Find out how many lines of the material contain the string "below" and give only that figure.

> _Data records_
■ ■ ■ ■

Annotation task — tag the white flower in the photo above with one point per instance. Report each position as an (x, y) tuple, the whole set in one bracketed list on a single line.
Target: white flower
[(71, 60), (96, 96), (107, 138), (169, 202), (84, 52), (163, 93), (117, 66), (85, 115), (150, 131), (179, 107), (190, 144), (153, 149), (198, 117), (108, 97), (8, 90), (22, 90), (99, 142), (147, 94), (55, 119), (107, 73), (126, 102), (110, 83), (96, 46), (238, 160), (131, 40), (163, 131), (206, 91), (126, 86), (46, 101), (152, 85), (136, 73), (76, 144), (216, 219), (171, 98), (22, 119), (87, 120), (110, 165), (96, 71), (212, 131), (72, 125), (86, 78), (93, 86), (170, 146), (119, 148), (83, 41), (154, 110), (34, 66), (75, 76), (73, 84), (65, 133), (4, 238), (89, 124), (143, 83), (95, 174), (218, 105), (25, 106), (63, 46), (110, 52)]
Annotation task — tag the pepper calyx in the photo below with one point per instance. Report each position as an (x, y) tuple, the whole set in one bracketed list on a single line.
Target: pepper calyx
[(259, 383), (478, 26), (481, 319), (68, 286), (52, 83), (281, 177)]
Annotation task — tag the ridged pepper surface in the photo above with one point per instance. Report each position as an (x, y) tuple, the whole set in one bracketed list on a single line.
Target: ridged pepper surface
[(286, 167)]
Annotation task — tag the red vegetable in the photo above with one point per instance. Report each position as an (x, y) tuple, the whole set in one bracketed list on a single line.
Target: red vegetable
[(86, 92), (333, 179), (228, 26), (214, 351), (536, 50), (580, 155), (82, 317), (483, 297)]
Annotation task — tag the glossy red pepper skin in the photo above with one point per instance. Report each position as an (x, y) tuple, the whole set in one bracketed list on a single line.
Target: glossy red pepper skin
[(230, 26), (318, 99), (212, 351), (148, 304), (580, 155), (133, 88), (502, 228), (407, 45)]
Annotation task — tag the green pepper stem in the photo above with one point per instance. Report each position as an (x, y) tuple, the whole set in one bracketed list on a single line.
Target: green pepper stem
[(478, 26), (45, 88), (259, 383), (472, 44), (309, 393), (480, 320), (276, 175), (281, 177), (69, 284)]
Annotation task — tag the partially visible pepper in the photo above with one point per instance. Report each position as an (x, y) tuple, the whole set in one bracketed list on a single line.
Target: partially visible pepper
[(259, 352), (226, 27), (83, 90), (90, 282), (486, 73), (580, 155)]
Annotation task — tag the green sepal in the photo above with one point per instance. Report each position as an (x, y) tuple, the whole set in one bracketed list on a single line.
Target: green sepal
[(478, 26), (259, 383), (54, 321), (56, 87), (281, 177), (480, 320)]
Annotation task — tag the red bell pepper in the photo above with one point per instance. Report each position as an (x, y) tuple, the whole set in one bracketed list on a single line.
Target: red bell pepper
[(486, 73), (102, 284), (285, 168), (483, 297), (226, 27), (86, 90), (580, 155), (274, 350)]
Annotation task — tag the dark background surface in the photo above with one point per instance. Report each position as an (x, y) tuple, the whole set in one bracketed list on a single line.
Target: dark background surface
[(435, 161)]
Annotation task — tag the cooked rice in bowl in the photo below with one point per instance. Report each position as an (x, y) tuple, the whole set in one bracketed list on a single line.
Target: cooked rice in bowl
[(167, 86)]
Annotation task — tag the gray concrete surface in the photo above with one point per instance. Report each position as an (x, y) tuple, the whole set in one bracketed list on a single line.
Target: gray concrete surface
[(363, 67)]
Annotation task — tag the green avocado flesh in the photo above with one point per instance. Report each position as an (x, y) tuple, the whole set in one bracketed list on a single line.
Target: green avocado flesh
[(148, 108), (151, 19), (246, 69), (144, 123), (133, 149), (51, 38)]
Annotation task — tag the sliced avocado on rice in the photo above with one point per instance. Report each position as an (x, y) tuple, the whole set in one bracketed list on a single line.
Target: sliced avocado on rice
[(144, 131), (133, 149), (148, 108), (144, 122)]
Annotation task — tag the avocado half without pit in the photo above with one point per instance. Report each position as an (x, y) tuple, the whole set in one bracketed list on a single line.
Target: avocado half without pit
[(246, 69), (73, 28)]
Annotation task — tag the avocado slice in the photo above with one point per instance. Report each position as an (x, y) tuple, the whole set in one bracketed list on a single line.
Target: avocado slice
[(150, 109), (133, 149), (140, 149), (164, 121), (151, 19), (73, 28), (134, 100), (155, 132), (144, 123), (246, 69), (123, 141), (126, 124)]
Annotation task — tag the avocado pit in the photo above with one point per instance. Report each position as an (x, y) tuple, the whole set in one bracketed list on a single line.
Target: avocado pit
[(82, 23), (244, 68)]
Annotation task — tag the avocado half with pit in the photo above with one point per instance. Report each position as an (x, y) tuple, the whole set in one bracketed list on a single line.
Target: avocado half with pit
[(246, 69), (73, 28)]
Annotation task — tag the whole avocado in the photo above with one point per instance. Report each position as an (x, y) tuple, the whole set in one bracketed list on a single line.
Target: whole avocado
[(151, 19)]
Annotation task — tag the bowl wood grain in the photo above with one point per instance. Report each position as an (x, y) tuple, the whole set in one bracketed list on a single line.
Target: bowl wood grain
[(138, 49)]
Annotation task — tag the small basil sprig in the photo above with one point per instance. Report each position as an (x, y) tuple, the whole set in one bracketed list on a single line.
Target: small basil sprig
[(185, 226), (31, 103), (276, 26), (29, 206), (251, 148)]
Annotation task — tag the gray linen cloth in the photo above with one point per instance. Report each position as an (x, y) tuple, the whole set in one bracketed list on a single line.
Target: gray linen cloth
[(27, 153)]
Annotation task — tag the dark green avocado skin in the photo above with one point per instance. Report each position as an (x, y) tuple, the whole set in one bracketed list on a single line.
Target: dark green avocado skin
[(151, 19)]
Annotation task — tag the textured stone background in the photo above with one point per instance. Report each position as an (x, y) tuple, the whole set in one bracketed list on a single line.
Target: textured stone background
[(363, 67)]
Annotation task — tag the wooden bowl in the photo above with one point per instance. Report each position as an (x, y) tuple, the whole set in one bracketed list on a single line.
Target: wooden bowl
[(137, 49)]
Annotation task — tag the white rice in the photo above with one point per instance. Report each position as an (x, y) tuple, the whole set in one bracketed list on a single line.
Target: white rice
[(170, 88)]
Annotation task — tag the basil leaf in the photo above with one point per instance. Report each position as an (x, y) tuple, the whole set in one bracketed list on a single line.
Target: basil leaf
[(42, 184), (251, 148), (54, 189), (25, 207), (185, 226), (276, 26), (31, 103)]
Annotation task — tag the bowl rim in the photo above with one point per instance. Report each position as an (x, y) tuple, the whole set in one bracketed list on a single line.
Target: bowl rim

■ ■ ■ ■

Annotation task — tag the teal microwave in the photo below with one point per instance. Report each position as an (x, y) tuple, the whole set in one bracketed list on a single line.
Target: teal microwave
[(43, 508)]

■ ■ ■ ■

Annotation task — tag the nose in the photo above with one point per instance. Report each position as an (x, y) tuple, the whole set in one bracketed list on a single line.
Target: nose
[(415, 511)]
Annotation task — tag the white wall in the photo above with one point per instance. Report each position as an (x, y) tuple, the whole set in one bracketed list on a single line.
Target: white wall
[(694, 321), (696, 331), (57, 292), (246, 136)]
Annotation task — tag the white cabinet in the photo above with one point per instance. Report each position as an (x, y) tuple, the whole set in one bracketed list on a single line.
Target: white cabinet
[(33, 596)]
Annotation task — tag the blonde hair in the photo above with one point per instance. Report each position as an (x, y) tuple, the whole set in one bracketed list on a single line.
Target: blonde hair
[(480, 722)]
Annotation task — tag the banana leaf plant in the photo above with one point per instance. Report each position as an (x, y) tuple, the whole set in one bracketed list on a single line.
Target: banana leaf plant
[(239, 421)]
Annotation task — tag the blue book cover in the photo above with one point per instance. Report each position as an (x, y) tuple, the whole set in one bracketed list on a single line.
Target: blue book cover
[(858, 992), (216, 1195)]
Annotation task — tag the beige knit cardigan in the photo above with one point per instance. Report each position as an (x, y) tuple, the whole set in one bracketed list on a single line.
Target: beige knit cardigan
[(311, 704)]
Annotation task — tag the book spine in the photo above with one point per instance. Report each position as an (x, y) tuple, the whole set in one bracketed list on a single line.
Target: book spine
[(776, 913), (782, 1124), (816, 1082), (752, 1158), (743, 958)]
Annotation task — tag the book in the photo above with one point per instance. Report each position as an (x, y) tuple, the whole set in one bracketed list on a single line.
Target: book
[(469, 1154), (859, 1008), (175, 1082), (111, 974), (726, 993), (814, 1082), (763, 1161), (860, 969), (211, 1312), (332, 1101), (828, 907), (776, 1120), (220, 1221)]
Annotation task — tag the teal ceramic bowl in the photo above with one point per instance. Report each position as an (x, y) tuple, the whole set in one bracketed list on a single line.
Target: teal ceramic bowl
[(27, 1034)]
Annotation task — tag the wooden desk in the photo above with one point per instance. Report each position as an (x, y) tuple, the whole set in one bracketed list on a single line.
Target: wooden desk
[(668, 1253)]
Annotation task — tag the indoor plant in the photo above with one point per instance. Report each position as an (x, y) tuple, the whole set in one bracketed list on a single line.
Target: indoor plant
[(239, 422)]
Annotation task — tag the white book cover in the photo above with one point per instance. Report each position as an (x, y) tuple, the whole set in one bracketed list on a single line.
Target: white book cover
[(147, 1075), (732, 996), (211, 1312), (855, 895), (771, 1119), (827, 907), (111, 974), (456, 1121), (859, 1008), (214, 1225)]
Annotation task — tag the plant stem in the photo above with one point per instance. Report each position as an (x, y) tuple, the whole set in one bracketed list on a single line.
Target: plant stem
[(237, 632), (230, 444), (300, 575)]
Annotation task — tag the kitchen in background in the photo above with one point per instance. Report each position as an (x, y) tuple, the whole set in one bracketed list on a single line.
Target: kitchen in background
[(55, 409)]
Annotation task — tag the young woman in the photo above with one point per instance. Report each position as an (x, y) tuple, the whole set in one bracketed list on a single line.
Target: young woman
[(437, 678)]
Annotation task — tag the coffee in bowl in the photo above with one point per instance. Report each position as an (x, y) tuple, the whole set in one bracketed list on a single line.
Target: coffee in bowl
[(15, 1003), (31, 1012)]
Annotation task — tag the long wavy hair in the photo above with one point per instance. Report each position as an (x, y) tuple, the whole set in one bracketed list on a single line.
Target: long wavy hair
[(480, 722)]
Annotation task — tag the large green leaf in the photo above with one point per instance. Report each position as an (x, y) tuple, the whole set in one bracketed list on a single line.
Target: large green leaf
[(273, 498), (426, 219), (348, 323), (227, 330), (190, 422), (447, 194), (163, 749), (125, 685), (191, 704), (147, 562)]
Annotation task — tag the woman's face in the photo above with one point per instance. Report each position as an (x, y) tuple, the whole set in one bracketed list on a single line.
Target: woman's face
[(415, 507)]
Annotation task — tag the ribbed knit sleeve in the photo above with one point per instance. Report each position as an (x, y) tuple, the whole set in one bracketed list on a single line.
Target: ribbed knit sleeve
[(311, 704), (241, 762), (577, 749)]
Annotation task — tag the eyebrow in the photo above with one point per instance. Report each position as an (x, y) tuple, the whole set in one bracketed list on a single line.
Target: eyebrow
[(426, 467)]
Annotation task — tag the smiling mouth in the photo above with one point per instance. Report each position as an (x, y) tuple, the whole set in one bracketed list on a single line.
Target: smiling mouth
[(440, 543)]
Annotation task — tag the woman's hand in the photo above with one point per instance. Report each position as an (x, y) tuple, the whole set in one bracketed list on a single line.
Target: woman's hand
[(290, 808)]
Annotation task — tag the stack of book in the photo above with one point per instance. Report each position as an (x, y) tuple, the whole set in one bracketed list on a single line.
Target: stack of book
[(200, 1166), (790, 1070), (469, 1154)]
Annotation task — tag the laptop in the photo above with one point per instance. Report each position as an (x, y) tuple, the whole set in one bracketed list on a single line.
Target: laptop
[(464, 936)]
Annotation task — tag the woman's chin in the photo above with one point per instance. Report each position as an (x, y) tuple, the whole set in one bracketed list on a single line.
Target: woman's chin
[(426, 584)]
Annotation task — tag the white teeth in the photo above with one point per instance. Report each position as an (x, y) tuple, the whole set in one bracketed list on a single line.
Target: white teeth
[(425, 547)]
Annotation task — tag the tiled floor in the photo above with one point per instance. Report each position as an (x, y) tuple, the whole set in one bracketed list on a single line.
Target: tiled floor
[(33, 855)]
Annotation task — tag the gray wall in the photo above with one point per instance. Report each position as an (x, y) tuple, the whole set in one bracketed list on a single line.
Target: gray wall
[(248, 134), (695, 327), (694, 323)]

■ ■ ■ ■

> _Reply_
3